BEGIN QUOTED TEXT

- Conference: Mid-American Conference
- Record: 1–8 (0–4 MAC)
- Head coach: Robert Whittaker (13th season);
- MVP: Bill Bradshaw
- Captain: Jim Ladd
- Home stadium: University Stadium

= 1953 Bowling Green Falcons football team =

American college football season

The 1953 Bowling Green Falcons football team was an American football team that represented Bowling Green State University in the Mid-American Conference (MAC) during the 1953 college football season. In their 13th season under head coach Robert Whittaker, the Falcons compiled a 1–8 record (0–4 against MAC opponents), finished in last place in the MAC, and were outscored by all opponents by a combined total of 252 to 119.

The team's statistical leaders were Bill Bradshaw with 865 passing yards and 236 rushing yards, and Jim Ladd with 473 receiving yards. Ladd was also the team captain. Bill Bradshaw received the team's Most Valuable Player award.

END QUOTED TEXT
BEGIN STORED ROWS

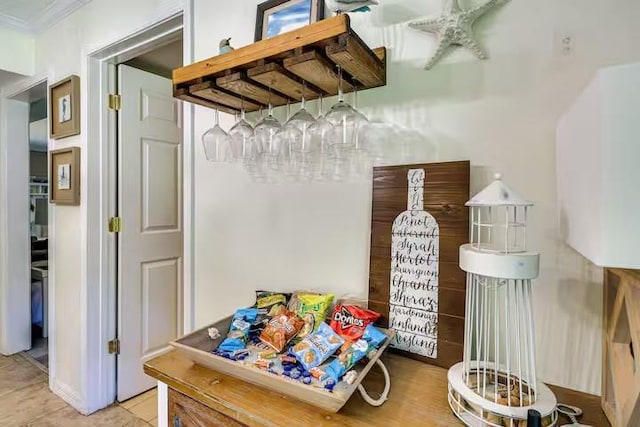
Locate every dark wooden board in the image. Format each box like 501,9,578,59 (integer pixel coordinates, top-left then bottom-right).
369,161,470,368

END STORED ROWS
BEGIN STORED ROWS

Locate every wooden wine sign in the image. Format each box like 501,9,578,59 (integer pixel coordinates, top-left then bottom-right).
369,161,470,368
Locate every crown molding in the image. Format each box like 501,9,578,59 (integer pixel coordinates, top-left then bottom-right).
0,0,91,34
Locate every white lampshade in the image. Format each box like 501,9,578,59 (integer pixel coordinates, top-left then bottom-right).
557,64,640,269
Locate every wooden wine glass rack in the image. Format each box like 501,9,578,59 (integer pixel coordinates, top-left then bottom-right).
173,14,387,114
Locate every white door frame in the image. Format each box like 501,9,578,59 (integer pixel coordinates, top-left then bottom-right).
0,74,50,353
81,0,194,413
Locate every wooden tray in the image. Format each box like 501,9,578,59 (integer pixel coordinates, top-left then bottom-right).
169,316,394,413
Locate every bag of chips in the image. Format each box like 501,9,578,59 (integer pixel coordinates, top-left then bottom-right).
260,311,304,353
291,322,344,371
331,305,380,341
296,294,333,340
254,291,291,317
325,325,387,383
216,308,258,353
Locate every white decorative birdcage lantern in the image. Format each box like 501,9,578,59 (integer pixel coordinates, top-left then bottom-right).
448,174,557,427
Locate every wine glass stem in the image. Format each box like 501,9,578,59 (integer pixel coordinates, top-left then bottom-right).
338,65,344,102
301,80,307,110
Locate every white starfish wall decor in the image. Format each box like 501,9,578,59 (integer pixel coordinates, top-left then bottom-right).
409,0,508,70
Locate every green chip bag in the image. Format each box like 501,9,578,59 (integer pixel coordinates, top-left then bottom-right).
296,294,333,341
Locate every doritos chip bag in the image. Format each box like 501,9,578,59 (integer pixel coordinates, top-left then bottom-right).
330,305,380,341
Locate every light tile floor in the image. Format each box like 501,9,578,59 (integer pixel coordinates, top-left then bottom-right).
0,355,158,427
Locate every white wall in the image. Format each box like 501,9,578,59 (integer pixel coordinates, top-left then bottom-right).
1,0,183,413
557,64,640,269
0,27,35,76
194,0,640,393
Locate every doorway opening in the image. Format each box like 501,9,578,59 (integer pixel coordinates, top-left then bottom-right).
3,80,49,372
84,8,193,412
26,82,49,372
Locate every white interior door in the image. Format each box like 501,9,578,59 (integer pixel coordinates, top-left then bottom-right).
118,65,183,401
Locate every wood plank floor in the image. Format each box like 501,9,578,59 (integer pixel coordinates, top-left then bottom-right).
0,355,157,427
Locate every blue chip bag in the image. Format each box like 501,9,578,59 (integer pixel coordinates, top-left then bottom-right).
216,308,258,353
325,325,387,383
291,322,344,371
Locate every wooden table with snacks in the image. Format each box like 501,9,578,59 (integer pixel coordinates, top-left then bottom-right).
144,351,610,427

END STORED ROWS
BEGIN STORED ROWS

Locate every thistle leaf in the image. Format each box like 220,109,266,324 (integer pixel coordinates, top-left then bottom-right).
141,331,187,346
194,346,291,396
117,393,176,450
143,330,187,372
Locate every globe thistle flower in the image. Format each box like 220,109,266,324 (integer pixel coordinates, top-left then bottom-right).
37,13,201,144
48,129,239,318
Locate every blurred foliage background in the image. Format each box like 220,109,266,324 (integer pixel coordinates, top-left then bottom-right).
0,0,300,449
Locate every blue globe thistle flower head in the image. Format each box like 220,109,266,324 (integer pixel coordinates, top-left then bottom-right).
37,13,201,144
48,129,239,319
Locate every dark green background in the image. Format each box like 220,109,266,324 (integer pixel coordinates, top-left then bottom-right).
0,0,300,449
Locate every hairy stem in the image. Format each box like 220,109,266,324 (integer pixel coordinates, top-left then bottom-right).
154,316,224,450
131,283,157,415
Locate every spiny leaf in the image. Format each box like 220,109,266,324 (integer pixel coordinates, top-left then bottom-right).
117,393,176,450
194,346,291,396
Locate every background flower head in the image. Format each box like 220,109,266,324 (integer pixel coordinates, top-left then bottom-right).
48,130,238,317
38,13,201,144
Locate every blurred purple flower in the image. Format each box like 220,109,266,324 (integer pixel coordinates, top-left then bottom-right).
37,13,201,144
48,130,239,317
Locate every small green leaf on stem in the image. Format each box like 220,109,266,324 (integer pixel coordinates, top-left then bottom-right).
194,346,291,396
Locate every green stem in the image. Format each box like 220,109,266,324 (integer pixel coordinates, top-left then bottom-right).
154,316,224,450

END STORED ROWS

= TASKS AND EXERCISES =
**1)** Answer these from the football team summary:
(a) Who was the head coach, and which season under him was this?
(b) What was the combined score of all games against the Falcons' opponents?
(c) Who led the team in receiving yards, and how many did he have?
**2)** Using the football team summary, mark each statement yes or no, and quote the words that decide it:
(a) The Falcons won two games against conference opponents.
(b) Bill Bradshaw led the team in rushing yards.
(c) Jim Ladd received the team's MVP award.
The items are separate material from the football team summary.

= RESPONSES IN ORDER =
**1)**
(a) Robert Whittaker, in his 13th season.
(b) The opponents outscored the Falcons 252 to 119.
(c) Jim Ladd, with 473 receiving yards.

**2)**
(a) No: "0–4 against MAC opponents"
(b) Yes: "The team's statistical leaders were Bill Bradshaw with 865 passing yards and 236 rushing yards"
(c) No: "Bill Bradshaw received the team's Most Valuable Player award."